**Request**
Edit everything from the start of the items down to the line containing "top-left (573, 208), bottom-right (648, 236)", changing "white shed" to "white storage shed" and leaving everything else untouched.
□ □ □ □ □
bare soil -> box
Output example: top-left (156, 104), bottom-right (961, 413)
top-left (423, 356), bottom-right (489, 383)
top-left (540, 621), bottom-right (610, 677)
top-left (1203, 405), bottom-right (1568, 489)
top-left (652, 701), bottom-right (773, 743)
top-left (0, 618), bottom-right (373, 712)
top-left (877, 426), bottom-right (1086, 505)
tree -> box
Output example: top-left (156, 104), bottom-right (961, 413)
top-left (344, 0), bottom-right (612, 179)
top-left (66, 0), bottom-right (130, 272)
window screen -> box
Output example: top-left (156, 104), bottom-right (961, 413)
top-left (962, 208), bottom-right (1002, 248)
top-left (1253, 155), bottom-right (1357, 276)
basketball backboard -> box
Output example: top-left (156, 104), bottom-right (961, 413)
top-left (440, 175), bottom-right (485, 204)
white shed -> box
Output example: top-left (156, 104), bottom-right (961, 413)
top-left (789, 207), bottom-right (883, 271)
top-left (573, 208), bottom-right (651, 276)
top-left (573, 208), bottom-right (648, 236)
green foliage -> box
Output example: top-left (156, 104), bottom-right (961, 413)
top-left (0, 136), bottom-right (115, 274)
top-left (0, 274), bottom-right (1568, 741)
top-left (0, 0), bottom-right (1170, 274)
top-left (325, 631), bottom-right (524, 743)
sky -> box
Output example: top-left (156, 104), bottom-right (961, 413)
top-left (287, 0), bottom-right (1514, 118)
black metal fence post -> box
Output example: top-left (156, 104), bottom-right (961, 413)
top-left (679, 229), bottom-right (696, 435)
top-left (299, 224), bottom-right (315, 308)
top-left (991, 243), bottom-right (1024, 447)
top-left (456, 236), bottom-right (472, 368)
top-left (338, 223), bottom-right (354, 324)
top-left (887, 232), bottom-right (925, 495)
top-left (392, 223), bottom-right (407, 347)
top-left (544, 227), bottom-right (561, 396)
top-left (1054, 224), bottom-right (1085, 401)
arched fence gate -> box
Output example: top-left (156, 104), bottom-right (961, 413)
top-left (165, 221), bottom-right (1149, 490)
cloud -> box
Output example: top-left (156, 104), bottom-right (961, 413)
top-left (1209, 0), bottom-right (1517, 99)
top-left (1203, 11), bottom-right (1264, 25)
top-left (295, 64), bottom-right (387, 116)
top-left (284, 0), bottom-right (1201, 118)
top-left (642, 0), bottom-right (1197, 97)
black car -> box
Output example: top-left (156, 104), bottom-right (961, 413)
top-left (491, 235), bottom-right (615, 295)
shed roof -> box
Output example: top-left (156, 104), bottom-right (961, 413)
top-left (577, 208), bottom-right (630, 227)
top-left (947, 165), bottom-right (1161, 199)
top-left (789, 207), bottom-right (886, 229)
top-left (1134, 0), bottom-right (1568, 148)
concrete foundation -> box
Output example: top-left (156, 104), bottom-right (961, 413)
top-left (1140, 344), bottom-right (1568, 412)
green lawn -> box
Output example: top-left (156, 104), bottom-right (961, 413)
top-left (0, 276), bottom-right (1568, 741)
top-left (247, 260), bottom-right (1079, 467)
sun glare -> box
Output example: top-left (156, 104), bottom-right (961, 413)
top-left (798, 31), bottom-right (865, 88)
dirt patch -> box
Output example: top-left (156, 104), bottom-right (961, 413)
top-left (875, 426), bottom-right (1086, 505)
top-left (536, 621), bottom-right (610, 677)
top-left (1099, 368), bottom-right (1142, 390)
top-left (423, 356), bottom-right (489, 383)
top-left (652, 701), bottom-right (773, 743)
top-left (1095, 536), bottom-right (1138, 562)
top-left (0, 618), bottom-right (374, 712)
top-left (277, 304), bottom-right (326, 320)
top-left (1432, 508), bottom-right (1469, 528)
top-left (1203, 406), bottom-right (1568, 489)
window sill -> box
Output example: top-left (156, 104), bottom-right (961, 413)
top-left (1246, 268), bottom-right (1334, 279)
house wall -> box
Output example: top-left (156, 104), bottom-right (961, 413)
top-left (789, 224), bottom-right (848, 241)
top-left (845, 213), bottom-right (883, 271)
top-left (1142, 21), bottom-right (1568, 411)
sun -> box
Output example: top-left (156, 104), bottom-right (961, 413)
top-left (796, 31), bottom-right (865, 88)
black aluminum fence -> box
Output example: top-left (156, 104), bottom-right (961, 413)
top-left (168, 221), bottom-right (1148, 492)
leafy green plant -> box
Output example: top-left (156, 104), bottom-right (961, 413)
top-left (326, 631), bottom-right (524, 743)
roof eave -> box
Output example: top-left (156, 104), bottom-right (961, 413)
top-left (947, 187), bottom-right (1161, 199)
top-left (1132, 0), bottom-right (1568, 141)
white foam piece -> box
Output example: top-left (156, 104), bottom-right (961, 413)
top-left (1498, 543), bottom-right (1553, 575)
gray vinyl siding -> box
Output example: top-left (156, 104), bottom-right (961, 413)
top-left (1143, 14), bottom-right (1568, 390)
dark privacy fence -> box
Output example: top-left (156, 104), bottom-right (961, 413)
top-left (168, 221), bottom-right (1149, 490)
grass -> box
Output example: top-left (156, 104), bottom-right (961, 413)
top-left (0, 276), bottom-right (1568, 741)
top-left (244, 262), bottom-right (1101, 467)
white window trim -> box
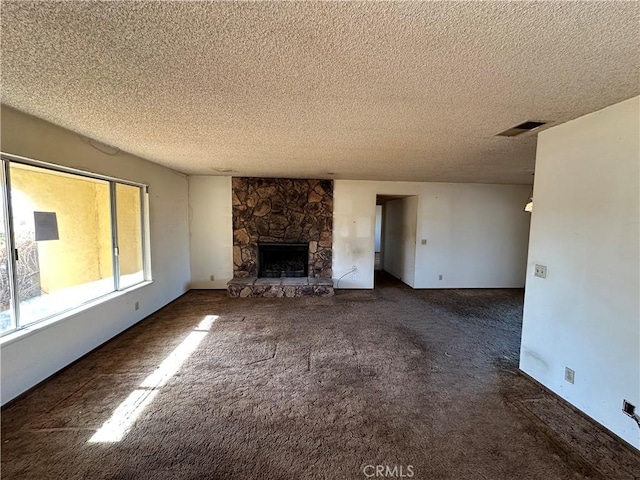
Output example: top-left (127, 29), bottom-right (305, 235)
top-left (0, 151), bottom-right (153, 336)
□ □ □ □ □
**Output for this exercise**
bare soil -> box
Output example: top-left (156, 104), bottom-right (961, 413)
top-left (423, 356), bottom-right (489, 383)
top-left (540, 621), bottom-right (610, 677)
top-left (1203, 405), bottom-right (1568, 489)
top-left (652, 701), bottom-right (773, 743)
top-left (0, 618), bottom-right (373, 712)
top-left (877, 426), bottom-right (1086, 505)
tree -> box
Output example: top-left (156, 104), bottom-right (961, 413)
top-left (344, 0), bottom-right (612, 179)
top-left (66, 0), bottom-right (130, 272)
window screen -> box
Output example: top-left (156, 104), bottom-right (961, 413)
top-left (962, 208), bottom-right (1002, 248)
top-left (1253, 155), bottom-right (1357, 276)
basketball backboard -> box
Output example: top-left (156, 104), bottom-right (961, 413)
top-left (440, 175), bottom-right (485, 204)
white storage shed -> box
Output example: top-left (156, 104), bottom-right (961, 413)
top-left (789, 207), bottom-right (883, 271)
top-left (573, 208), bottom-right (651, 276)
top-left (573, 208), bottom-right (648, 236)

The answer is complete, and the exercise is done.